▶ **The request**
Render the stretch of data from the line containing "of the green" through the line containing "column 883, row 288", both lines included, as a numbered list. Leave out any blank lines.

--- Start of Information supplied ---

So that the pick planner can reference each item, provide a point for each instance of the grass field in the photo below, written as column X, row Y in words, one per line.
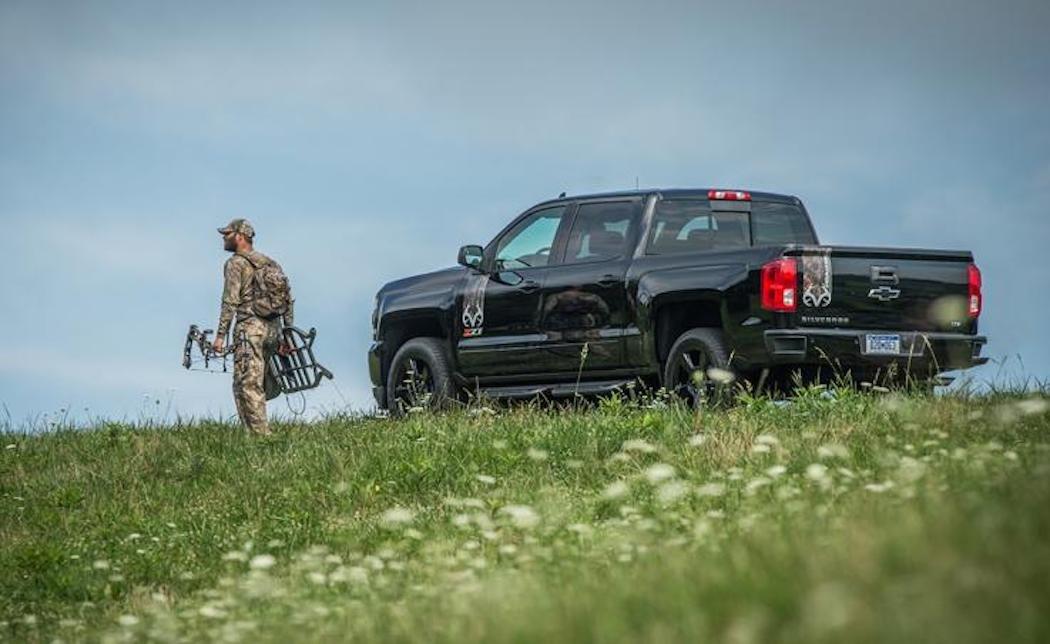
column 840, row 517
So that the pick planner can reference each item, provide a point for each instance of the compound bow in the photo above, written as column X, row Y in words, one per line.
column 201, row 338
column 293, row 370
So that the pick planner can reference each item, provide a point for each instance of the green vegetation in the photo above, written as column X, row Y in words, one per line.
column 838, row 517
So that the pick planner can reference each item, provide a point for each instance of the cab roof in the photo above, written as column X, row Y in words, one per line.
column 676, row 192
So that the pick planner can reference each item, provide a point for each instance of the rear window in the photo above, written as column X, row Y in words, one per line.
column 690, row 226
column 779, row 224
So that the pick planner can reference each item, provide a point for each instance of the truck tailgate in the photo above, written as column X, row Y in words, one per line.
column 883, row 288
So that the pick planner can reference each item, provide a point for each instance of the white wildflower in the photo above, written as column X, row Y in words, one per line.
column 671, row 492
column 637, row 444
column 756, row 484
column 658, row 472
column 261, row 562
column 615, row 490
column 397, row 516
column 581, row 528
column 521, row 516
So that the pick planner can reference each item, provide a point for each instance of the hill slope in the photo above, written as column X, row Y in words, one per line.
column 834, row 518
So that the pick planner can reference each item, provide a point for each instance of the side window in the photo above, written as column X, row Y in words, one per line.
column 690, row 226
column 529, row 243
column 600, row 231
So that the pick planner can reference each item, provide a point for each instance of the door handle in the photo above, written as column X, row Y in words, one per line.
column 528, row 286
column 884, row 274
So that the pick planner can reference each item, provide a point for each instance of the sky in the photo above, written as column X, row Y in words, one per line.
column 368, row 141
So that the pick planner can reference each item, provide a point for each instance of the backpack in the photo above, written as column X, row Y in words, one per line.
column 272, row 293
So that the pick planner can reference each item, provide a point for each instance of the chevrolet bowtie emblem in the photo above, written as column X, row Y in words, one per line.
column 884, row 293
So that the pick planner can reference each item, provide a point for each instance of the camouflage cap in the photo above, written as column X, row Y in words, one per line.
column 238, row 225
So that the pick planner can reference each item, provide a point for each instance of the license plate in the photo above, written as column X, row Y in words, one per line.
column 889, row 344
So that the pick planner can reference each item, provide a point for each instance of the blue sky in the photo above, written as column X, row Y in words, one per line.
column 369, row 141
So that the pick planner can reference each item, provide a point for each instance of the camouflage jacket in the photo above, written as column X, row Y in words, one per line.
column 238, row 292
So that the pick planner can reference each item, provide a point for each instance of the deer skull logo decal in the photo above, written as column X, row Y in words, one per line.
column 474, row 306
column 817, row 277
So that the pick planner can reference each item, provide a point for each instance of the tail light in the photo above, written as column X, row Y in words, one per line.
column 779, row 284
column 974, row 299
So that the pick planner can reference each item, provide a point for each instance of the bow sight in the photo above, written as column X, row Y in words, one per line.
column 293, row 370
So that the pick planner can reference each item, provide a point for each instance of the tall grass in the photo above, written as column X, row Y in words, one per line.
column 836, row 517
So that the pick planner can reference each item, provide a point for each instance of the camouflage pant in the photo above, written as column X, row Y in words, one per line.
column 256, row 340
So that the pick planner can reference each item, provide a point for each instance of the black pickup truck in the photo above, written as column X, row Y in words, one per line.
column 583, row 294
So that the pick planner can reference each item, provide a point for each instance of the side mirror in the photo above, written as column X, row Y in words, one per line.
column 469, row 255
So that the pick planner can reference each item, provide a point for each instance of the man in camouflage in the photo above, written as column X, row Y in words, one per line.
column 256, row 337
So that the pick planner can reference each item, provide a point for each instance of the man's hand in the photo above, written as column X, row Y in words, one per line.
column 285, row 346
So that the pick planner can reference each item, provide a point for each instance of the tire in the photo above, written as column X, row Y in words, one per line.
column 697, row 351
column 419, row 376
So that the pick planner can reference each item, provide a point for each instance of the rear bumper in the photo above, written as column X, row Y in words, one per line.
column 846, row 347
column 376, row 373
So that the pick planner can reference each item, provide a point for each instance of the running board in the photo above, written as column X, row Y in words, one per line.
column 559, row 390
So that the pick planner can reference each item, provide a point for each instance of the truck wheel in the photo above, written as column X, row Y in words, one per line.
column 419, row 376
column 687, row 371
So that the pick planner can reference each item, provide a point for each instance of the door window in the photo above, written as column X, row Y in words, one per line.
column 529, row 243
column 600, row 232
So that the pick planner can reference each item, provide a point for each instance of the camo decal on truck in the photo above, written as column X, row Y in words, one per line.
column 817, row 277
column 474, row 306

--- End of Information supplied ---

▶ **Completed task**
1. So that the pick planner can reference each item, provide a point for each instance of the green vegetation in the photo above, written as column X, row Y in words, one per line.
2. column 838, row 517
3. So that the pick planner can reference each item, provide a point for each instance of the cab roof in the photo above, written as column X, row Y in words, one per line.
4. column 676, row 192
5. So that the pick planner can reference each item, provide a point for each instance of the rear window in the photo above, written as column X, row Y in words, one per line.
6. column 690, row 226
7. column 779, row 224
8. So that the pick planner can reference each item, provide a point for each instance of the truck tailgate in the photo above, written as column X, row Y in words, one per line.
9. column 883, row 288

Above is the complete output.